# REQUIRED TASK
Could you quote every one of the items below word for word, keeping each line unchanged?
— begin —
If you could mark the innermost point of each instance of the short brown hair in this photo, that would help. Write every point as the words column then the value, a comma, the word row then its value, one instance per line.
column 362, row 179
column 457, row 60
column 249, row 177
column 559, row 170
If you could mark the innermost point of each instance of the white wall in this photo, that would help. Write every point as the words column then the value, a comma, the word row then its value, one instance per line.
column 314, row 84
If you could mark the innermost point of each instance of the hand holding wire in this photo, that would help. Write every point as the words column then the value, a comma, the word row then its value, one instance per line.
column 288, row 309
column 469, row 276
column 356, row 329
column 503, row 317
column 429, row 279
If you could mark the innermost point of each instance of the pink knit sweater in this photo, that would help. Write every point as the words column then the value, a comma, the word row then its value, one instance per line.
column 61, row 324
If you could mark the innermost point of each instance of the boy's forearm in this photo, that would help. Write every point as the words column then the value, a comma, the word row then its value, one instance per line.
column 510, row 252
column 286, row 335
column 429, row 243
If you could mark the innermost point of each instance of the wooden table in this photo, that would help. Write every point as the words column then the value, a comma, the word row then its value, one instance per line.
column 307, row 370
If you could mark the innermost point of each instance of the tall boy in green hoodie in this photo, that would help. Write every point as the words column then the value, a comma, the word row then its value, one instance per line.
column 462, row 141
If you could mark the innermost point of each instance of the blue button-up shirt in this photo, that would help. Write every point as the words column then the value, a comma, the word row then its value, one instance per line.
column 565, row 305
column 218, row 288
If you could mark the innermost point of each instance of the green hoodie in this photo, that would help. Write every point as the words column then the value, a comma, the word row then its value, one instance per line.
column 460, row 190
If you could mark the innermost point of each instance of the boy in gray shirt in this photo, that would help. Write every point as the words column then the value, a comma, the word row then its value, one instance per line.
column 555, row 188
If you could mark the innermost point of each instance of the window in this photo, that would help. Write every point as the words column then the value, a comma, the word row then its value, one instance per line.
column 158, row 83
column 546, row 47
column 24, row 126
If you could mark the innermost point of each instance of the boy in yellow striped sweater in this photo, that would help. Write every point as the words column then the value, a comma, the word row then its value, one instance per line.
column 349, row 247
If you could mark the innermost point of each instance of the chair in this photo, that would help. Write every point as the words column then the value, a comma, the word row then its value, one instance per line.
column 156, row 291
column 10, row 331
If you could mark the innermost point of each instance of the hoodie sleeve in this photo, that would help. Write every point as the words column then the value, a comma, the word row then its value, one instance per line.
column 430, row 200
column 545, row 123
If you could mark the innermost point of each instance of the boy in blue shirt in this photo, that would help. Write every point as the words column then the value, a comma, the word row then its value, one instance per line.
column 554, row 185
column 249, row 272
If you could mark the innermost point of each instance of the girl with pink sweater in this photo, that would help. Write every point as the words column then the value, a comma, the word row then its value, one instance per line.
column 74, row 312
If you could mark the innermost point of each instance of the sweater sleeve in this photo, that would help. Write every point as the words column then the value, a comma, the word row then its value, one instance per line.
— end —
# SOLUTION TO THIS PROBLEM
If you could mark the innermost point of each instance of the short brown hair in this photo, that would help. Write every point as the words column then the value, a comma, the word row then its value, one instance per line.
column 362, row 179
column 457, row 60
column 249, row 177
column 559, row 170
If you could mark the innermost point of each instance of the white wall in this photo, that would help. Write every point as the words column then the value, a comma, the word row then its value, one instance per line.
column 314, row 84
If you could mark the innermost point of each instance of the hand holding wire in this photo, that would help. Write every point as the words column then the value, a comma, the word row then its value, one instance per line.
column 288, row 309
column 469, row 276
column 356, row 329
column 503, row 317
column 429, row 279
If you could mark the innermost point of each instance of the pink knit sweater in this photo, that would help. Write every point as the words column then the value, a comma, the word row then its value, one instance per line.
column 61, row 324
If you could mark the innermost point of each instance of the boy's forearm in this photo, that would help. Write every point as the words column then the value, a comma, the word row then its value, one instance per line.
column 510, row 252
column 286, row 335
column 429, row 243
If you could mark the innermost point of each instance of the wooden table in this photo, that would help. Write every point as the words column then the value, a comma, the word row then its value, one instance per line.
column 307, row 370
If you could mark the innermost point of each instance of the tall boy in green hoodie in this photo, that would help. Write every point as the words column then the value, a comma, the word row then its value, one instance per line.
column 462, row 141
If you could mark the innermost point of each instance of the blue button-up shirt in this photo, that would help. Write every point as the words column then the value, a comma, the word row then its value, one instance per line.
column 565, row 305
column 218, row 288
If you could mark the innermost point of each instance of the green hoodie in this photo, that would help. Write every point as the words column then the value, a comma, the word row then its value, one instance per line.
column 460, row 190
If you could mark the innermost point of each instance of the boy in gray shirt in this photo, that would help. Write every point as the words column then the value, a comma, the word row then its value, one instance per line.
column 555, row 188
If you could mark the innermost point of each instance of the window in this photo, that would help. Write every point as the words column then the value, a comma, the word row then its value, one instance per line.
column 158, row 83
column 546, row 47
column 24, row 126
If you could mark the innermost point of each instance of the boy in yellow striped sweater in this photo, that would help. Write every point as the words column then the value, a comma, the word row then its value, one instance per line.
column 349, row 247
If you could mark the innermost point of each instance of the chair in this photo, that would help. Write every point as the words column then the value, a comma, the word row then its value, one instance per line.
column 156, row 291
column 10, row 331
If you could mark the innermost point of each instance of the hoodie sleeve in this photo, that would help. Write every point as the words column then the value, a comma, the word row then its value, one instance per line.
column 430, row 200
column 545, row 123
If you could mark the innermost point of each instance of the boy in blue shirt in this photo, that would help. Write every point as the words column then the value, a comma, the word row then its value, one instance per line.
column 554, row 185
column 249, row 272
If you could mark the innermost point of each instance of the girl with pink sweater in this photo, that would help. Write every point as the words column then the value, a comma, the word row then its value, one instance per line.
column 74, row 312
If you could mark the innermost point of each instance of the sweater sleeve in this photo, that would help. Write every point as the words column then the value, a comma, the word row then its value, one instance per line.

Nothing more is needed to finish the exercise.